| What is expected |
Take the data below and repeat it exactly.

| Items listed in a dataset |

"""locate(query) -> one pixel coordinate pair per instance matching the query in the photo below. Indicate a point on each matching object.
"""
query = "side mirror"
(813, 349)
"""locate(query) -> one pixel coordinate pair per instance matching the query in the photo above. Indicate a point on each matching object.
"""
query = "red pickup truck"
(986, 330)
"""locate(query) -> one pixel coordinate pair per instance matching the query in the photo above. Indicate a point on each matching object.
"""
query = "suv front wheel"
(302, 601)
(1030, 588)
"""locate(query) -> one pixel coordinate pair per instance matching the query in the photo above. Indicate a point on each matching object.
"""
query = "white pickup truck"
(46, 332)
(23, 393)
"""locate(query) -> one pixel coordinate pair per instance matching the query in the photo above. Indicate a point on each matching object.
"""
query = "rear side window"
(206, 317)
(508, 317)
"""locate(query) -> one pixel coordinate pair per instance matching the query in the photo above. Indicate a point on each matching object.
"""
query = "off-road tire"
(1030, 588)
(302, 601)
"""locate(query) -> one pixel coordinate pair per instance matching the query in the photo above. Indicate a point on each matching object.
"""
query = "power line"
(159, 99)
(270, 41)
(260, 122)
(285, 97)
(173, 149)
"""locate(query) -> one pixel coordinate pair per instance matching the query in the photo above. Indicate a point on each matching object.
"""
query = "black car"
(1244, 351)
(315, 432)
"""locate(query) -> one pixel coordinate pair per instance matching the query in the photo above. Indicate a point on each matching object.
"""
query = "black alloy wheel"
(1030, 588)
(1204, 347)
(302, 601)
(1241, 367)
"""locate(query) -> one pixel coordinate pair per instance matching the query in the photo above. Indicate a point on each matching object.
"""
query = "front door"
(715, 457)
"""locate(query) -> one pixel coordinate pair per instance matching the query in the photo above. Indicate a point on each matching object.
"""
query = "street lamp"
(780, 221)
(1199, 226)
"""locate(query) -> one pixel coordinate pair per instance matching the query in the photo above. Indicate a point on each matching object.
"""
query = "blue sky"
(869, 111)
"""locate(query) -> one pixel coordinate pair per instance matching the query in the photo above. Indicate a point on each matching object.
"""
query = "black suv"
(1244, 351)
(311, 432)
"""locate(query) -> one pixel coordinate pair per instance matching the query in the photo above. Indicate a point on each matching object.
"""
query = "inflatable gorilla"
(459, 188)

| Response area |
"""locate(query) -> one pixel coordinate pair per instance matching the query in the photo below. Indicate a point on each matching object.
"""
query = "side mirror"
(813, 349)
"""locate(query) -> one pixel coordinate pair per instance matching the query in the photo above. Indicate a point on each matching object.
"""
query = "red pickup truck"
(986, 330)
"""locate(query) -> one pixel coordinate pair per instance matching the query in the photo above. Indicate a point on each matching object.
"""
query = "suv front wheel"
(302, 601)
(1030, 588)
"""locate(query) -> one pixel coordinate pair per instance matching the query in the photo above. Indicate a point on each matching object.
"""
query = "white pickup truck"
(46, 332)
(23, 393)
"""locate(query) -> one pixel coordinate pair per instance matching the query in the photo above. Indicate a point on each matching object.
"""
query = "rear side window"
(206, 317)
(508, 317)
"""locate(query) -> one pixel coordinate pair per instance matching the query in the photo above. Indicate a point on each matching object.
"""
query = "off-road tire"
(1030, 588)
(302, 601)
"""locate(query) -> one pixel coordinate pair per instance matching the query in the photo above. Indicate a point on each matching object.
"""
query = "power line"
(159, 99)
(270, 41)
(260, 122)
(285, 97)
(173, 149)
"""locate(query) -> one pixel coordinate pair per instance matching the query in the photo above. Indicate a point on each matching object.
"""
query = "black car"
(1244, 351)
(315, 432)
"""locate(query) -> one pixel coordinate pair per instance matching the query in the photo above. Indicate a point on each matching object.
"""
query = "black alloy wheel"
(1030, 588)
(1204, 347)
(302, 601)
(1241, 367)
"""locate(query) -> one pixel coordinate pair per instance matching the query in the photo above. Indicate a point on each matching object.
"""
query = "front door"
(715, 457)
"""locate(query) -> one pixel coordinate pair per instance matching the query in the photo above. Indicate a point on each matching object.
"""
query = "street lamp"
(780, 221)
(1199, 226)
"""locate(query) -> one pixel coordinate pair per instance matching the query in the photo above. Indicate a point on each matching object.
"""
query = "blue sky"
(869, 111)
"""locate(query) -> one pixel coordinate pair per instance matching the query in the photo above. Indicate a point on each matching object.
"""
query = "black suv"
(1244, 351)
(311, 432)
"""locate(query) -> one pixel coordinate pair per instance matching the query in the photo above. Indicate a point on each matching object.
"""
query = "inflatable gorilla"
(459, 188)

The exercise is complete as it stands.